* [原文]:
○ ○ ○ ○ ○ ○ ○

炎環誌(炎環の俳誌)で発表された感謝の俳句を解説付きでご紹介。
さまざまな感謝の俳句を通じて、あなたらしい「ありがとう」の伝え方を探してみませんか?

俳句の面白さをより一層感じることができる「面白い俳句」ページもあわせてご覧ください。

人文字の野外練習秋澄あきすめり

髙橋郁代
「炎環」11月号より

生徒たちが人文字の練習をしているイメージ

生徒たちに感謝

人文字というのは、広い土地に大勢の人が並んで文字をつくることです。

たとえば「PEACE」という字を地面に大きく書き、人はその線の上に、隙間を空けず、ズレることなく、きちんと並ばなくてはいけません。
これを地上で眺めるだけでは、ただ大勢の人が見えるだけです。
しかし、上空からこれを見おろすと、そこにPEACEという五文字がくっきりと浮き上り、それが人によって形作られていることに感動します。

句では、学校の生徒たちに、この人文字を作らせようとしています。
学校の創立50周年とか、そういう記念のイベントなのでしょう。
これには全校生徒が参加しますから、それを統制する教師たちもたいへんです。

本番では、校舎の屋上や高いクレーンの先から、あるいはドローンを飛ばして、場合によってはセスナ機から、生徒たちの人文字を撮影します。
たった一回きりの本番ですから、十分に練習しなければいけません。
青い空も、あたりを満たす空気も、さわやかに澄みわたった秋の日、生徒たちの生き生きと練習に励んでいる様子が目に浮かびます。

解説

季語:秋澄む

秋は大気が澄みきって、目にする風景、聞こえてくる音、そのすべてが美しい、という強烈な季語です。
この季語一つで、すでに秋を語り尽くしているような趣があります。

さわやか」は、これ一語で秋の季語。

「澄む」も、「爽やか」と似たような感覚ではありますが、しかし「澄む」一語だけでは季語にならず、何が「澄む」のかをはっきりさせた、「空澄む」「水澄む」が秋の季語です。

それにしても、何が澄むのかと問われて、「秋」が澄むと答えたところなぞ、なんと大胆不敵な表現でしょう。
他の季節に比べ、秋は特に美感を刺激するようで、高浜虚子の句には、「秋風や眼中のもの皆俳句」というのがあります。

保育園の帰りの楽し大夕焼おおゆやけ

福田泉
「炎環」11月号より

真っ赤な夕焼けのイメージ

真っ赤な夕焼けに感謝

子どもは一日を保育園で過ごします。
私は一日を職場で過ごします。
そして、夕方になると、私は子どもを迎えに行きます。
夏の空はまだ明るく、子どもは先生やお友だちと、何かケラケラ笑いながら遊んでいます。

思えば、この子が保育園に通い始めた最初のころ。
朝、私が送って行って、保育園を離れようとすると、子どもは大泣きに泣いたものです。

○ ○ ○ ○ ○ ○ ○

* [取り組む内容]:
1 – 原文の「人文字というのは、広い土地に大勢の人が並んで文字をつくることです。」という一文を英語に訳す。
2 – 原文の一部を一字一句たがえずに書き写す。「これを地上で眺めるだけでは、ただ大勢の人が見えるだけです。」を含む箇所から始め、「徒たちの人文字を撮影します。」で終える。

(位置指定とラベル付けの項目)
○ ○ ○ ○ ○ ○ ○

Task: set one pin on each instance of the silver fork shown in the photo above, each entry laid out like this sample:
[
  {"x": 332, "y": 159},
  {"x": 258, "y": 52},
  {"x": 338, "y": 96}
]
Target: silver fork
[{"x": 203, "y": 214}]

○ ○ ○ ○ ○ ○ ○

* [解答]:
1 – Human lettering means many people lining up on a wide piece of land to form letters.

2 –
これを地上で眺めるだけでは、ただ大勢の人が見えるだけです。
しかし、上空からこれを見おろすと、そこにPEACEという五文字がくっきりと浮き上り、それが人によって形作られていることに感動します。

句では、学校の生徒たちに、この人文字を作らせようとしています。
学校の創立50周年とか、そういう記念のイベントなのでしょう。
これには全校生徒が参加しますから、それを統制する教師たちもたいへんです。

本番では、校舎の屋上や高いクレーンの先から、あるいはドローンを飛ばして、場合によってはセスナ機から、生徒たちの人文字を撮影します。